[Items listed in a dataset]
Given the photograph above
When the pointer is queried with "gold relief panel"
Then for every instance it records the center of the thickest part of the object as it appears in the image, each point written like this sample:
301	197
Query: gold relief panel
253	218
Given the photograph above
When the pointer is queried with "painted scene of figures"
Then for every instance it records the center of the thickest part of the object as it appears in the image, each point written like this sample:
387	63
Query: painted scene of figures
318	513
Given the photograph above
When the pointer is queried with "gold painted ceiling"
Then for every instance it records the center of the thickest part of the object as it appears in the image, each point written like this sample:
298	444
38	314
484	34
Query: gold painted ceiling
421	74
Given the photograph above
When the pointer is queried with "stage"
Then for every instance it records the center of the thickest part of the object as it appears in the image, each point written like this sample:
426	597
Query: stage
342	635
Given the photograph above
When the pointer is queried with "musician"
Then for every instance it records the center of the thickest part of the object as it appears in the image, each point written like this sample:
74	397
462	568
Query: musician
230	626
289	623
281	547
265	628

[TASK PROMPT]:
What lines in the records contain the word "pointer"? Return each one.

[SOLUTION TO THE PROBLEM]:
When the pointer is queried with "gold relief panel"
When the pointer is queried with "painted scene of figures"
When the pointer is queried with "gold painted ceiling"
When the pointer is queried with "stage"
When the pointer is queried with "musician"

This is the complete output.